| To do |
Copy out every line of the items below that contains the word "surface".

| Information given |
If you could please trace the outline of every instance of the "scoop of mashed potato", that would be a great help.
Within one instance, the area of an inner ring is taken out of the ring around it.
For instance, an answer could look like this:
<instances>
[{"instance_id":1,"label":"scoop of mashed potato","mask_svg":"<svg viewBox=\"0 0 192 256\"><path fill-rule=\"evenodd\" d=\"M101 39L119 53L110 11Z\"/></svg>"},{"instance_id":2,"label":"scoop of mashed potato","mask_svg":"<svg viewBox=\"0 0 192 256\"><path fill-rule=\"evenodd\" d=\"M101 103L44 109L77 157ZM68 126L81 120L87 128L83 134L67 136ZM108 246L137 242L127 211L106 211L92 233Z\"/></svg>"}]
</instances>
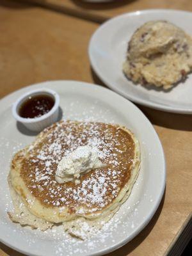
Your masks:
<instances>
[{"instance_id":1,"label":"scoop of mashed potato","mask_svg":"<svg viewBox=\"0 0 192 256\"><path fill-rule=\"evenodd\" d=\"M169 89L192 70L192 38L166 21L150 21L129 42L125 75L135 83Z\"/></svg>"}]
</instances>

--

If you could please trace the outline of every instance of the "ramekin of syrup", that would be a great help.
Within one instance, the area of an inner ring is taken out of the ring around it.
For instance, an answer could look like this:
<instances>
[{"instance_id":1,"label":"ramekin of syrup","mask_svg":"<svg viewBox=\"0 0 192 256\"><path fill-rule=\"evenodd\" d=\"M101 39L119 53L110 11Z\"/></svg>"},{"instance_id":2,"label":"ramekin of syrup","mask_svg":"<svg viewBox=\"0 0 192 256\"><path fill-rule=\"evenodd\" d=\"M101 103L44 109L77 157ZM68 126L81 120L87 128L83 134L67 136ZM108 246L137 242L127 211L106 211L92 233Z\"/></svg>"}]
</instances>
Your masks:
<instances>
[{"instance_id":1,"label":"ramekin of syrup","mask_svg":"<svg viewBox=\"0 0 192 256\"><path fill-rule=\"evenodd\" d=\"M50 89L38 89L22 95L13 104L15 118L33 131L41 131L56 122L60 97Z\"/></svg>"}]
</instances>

---

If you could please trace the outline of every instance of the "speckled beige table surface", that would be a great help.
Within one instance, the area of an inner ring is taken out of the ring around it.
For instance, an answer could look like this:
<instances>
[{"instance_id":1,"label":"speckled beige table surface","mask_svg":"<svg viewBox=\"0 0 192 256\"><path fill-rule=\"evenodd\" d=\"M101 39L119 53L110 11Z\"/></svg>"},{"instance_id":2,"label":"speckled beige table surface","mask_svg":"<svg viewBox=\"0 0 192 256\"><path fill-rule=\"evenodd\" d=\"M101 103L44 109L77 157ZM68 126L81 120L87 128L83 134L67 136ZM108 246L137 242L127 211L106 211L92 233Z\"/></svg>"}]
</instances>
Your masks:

| Full solution |
If you could please trace the outline of every instance of the "speckled beige table surface", that would be a great help.
[{"instance_id":1,"label":"speckled beige table surface","mask_svg":"<svg viewBox=\"0 0 192 256\"><path fill-rule=\"evenodd\" d=\"M101 39L119 53L110 11Z\"/></svg>"},{"instance_id":2,"label":"speckled beige table surface","mask_svg":"<svg viewBox=\"0 0 192 256\"><path fill-rule=\"evenodd\" d=\"M101 103L44 109L77 157ZM68 126L81 120L87 128L83 134L67 136ZM108 246L137 242L127 211L106 211L92 233Z\"/></svg>"}]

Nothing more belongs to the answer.